_WHAT TO WORK ON_. Copy out the data below as written; omit any images.

_EXERCISE DATA_.
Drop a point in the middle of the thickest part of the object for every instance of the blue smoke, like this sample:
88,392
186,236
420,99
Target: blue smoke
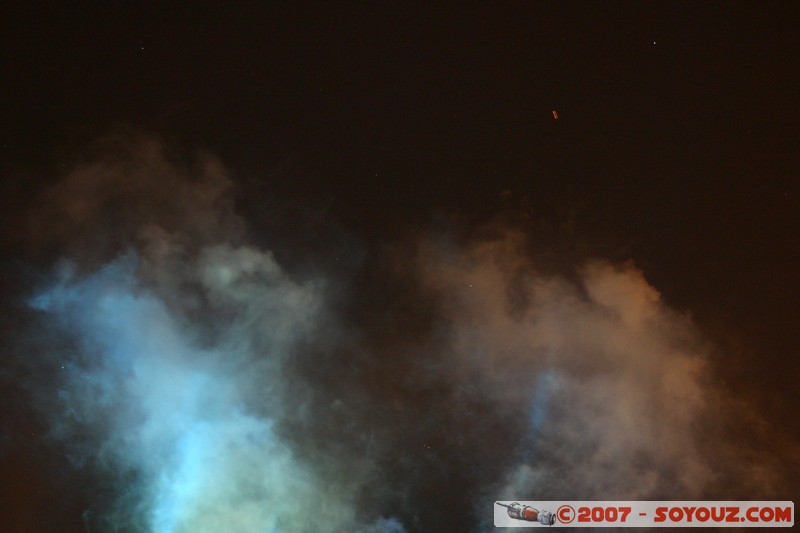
179,414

_EXERCISE SOLUTION_.
Drop a point in the middle of the thickest part of the object for every instance of the blue smoke, like this sample:
88,392
186,236
420,99
Target: blue smoke
179,414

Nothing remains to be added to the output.